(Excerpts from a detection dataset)
'''
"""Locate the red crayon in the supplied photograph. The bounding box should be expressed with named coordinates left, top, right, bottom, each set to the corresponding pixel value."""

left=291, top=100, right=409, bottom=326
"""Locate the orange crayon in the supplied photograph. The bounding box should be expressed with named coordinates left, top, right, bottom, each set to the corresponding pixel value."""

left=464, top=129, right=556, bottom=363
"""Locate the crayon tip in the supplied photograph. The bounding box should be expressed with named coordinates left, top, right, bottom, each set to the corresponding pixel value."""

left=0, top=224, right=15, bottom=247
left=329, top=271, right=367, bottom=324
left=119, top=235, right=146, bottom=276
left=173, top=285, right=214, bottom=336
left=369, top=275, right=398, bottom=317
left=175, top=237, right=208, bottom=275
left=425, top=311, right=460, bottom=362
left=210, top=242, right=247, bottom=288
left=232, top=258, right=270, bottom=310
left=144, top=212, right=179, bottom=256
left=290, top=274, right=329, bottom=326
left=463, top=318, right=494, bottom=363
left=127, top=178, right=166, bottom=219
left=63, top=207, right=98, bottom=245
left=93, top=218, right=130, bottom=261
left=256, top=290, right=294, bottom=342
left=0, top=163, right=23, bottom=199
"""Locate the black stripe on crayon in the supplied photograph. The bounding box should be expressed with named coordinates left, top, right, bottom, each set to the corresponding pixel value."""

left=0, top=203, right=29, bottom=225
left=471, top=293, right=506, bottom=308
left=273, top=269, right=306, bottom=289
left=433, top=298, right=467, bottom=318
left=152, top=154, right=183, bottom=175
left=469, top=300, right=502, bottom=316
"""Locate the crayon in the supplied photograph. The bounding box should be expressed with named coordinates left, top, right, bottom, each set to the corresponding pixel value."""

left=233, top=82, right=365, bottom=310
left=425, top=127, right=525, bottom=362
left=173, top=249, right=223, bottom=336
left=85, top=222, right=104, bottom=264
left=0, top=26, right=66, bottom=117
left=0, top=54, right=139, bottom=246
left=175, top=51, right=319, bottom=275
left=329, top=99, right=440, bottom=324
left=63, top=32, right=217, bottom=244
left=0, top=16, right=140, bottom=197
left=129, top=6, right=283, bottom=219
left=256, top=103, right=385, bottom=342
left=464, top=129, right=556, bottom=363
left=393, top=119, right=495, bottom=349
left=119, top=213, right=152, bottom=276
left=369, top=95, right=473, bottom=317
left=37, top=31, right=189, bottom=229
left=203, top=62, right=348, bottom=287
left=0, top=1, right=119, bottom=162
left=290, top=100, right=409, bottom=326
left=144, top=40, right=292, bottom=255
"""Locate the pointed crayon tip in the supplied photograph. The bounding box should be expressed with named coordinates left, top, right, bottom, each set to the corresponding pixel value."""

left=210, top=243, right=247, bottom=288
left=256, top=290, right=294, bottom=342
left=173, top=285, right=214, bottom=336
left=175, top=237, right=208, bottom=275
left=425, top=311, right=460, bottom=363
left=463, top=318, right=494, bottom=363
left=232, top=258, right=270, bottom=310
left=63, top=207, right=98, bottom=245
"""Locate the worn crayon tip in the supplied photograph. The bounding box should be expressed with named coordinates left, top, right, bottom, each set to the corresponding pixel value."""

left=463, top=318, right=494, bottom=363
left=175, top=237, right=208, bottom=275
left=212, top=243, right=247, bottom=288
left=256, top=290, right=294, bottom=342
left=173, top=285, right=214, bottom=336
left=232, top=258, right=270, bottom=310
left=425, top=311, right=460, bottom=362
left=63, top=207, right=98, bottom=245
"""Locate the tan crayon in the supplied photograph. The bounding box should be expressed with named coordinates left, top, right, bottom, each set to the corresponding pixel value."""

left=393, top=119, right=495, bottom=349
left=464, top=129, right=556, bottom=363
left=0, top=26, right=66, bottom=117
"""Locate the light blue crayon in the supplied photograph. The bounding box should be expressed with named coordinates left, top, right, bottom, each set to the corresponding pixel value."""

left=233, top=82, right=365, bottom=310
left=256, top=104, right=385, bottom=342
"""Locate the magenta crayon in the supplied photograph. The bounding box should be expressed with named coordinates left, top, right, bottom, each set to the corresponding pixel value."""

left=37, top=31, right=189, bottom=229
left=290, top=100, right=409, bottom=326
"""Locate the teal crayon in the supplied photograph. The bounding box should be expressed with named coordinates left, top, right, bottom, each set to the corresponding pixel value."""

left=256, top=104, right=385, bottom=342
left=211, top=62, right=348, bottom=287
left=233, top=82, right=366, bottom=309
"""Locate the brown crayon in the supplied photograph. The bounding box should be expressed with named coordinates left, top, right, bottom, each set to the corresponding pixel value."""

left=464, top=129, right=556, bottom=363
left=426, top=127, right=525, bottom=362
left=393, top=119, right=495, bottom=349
'''
Task to carry out - Copy out the stretch of the entries above from the line that contains "the crayon tip" through the line that contains "left=469, top=300, right=502, bottom=316", both of those lines included.

Reply to the exercise -
"""Locate the crayon tip in the supplied photograph. The bounding box should be expressed with named coordinates left, top, right, bottom, each set to the corresponding pixel value."""

left=0, top=224, right=15, bottom=247
left=329, top=271, right=367, bottom=324
left=119, top=235, right=146, bottom=276
left=173, top=285, right=214, bottom=336
left=369, top=275, right=398, bottom=317
left=175, top=237, right=208, bottom=275
left=425, top=311, right=460, bottom=362
left=210, top=242, right=247, bottom=288
left=232, top=258, right=270, bottom=310
left=144, top=212, right=179, bottom=256
left=290, top=274, right=329, bottom=326
left=463, top=318, right=494, bottom=363
left=127, top=178, right=166, bottom=219
left=63, top=207, right=98, bottom=245
left=93, top=218, right=130, bottom=261
left=256, top=290, right=294, bottom=342
left=0, top=163, right=23, bottom=199
"""Locate the black stripe on crayon in the supplied photograph. The bounding box should be expressed with named coordinates left, top, right, bottom, each set to the corresponding pixel value."""

left=0, top=203, right=29, bottom=225
left=471, top=293, right=506, bottom=308
left=273, top=269, right=306, bottom=289
left=433, top=298, right=467, bottom=318
left=152, top=154, right=183, bottom=175
left=469, top=300, right=502, bottom=316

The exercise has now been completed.